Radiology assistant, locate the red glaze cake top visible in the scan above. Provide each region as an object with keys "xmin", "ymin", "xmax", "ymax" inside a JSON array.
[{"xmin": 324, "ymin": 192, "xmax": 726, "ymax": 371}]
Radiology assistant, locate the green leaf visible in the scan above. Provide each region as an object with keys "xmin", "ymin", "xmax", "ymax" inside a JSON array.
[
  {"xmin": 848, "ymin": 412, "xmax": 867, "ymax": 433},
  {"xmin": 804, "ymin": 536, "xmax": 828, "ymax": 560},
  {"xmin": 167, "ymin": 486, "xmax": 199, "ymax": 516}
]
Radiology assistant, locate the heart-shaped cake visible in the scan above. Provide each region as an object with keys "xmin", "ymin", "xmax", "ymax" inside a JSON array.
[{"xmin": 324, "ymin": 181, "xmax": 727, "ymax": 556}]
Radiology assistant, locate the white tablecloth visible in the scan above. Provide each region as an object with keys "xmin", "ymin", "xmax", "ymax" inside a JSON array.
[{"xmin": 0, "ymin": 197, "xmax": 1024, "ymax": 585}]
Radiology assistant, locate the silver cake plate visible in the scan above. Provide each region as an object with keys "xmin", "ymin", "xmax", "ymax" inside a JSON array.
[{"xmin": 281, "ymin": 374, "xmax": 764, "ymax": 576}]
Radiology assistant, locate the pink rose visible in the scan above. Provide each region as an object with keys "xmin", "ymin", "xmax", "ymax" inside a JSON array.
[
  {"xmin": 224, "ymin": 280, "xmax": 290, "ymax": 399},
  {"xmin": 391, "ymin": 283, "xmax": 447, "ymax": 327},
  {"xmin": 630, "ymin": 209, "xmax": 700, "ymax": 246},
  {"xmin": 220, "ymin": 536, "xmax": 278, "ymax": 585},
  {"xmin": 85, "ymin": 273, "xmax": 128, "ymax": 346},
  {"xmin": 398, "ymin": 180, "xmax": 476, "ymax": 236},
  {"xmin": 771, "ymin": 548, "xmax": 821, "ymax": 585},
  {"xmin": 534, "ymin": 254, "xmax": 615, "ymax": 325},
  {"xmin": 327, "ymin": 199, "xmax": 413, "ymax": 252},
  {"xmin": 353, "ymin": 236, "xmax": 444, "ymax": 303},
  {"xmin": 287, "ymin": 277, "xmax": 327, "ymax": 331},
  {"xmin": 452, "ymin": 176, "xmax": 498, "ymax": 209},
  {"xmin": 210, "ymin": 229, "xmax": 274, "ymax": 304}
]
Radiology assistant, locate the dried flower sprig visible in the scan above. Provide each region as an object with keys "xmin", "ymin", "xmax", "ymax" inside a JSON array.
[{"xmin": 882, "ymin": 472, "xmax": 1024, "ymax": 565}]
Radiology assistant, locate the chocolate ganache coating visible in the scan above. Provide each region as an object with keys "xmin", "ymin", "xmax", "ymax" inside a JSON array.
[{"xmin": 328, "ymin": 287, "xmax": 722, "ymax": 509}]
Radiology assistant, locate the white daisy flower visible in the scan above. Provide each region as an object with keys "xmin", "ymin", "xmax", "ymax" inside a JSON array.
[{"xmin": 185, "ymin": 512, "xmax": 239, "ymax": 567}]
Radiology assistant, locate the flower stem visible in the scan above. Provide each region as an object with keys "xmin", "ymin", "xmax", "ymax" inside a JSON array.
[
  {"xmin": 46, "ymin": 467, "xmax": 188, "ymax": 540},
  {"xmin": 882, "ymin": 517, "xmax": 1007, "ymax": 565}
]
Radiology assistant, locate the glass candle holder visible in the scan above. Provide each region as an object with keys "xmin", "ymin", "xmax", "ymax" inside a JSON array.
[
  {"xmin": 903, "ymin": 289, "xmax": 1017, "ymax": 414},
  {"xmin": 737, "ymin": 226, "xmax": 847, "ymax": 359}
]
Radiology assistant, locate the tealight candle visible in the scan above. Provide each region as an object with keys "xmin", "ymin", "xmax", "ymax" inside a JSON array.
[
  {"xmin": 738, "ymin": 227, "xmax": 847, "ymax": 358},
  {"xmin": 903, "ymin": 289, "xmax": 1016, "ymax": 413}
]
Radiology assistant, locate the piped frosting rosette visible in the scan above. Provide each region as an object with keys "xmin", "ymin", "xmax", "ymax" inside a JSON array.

━━━━━━━━━━━━━━━━━━━━━━━━━━━━━━

What you are asked to do — Count the lines in the items above that contain the word "heart". Reply with the number alone.

Task answer — 1